Dataset excerpt
▼
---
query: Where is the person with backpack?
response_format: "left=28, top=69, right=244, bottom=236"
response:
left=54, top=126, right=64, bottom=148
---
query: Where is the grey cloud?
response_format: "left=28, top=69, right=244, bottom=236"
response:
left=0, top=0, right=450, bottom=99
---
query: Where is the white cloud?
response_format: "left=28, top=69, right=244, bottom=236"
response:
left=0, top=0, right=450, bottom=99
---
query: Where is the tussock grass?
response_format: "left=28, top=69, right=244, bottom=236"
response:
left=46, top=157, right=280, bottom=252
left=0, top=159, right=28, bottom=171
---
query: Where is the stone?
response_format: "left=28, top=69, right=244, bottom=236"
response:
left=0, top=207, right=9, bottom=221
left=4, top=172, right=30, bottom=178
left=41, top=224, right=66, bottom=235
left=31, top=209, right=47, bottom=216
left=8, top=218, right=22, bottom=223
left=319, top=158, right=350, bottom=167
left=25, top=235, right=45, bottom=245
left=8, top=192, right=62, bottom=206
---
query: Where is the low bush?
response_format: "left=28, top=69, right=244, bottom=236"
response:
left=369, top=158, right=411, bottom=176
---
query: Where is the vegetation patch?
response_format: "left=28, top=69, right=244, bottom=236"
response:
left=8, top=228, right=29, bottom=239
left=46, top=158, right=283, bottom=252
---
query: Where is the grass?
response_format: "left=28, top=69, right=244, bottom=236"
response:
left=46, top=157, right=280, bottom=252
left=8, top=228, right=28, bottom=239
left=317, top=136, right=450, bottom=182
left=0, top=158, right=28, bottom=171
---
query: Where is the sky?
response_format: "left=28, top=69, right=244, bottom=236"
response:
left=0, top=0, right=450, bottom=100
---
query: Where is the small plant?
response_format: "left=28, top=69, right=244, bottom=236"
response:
▲
--- Task objective ---
Identify every line in the listing above that contains the word "cloud", matching case exactly, and copy each of those lines.

--- Written solution ---
query: Where is the grey cloud?
query: Where is the white cloud?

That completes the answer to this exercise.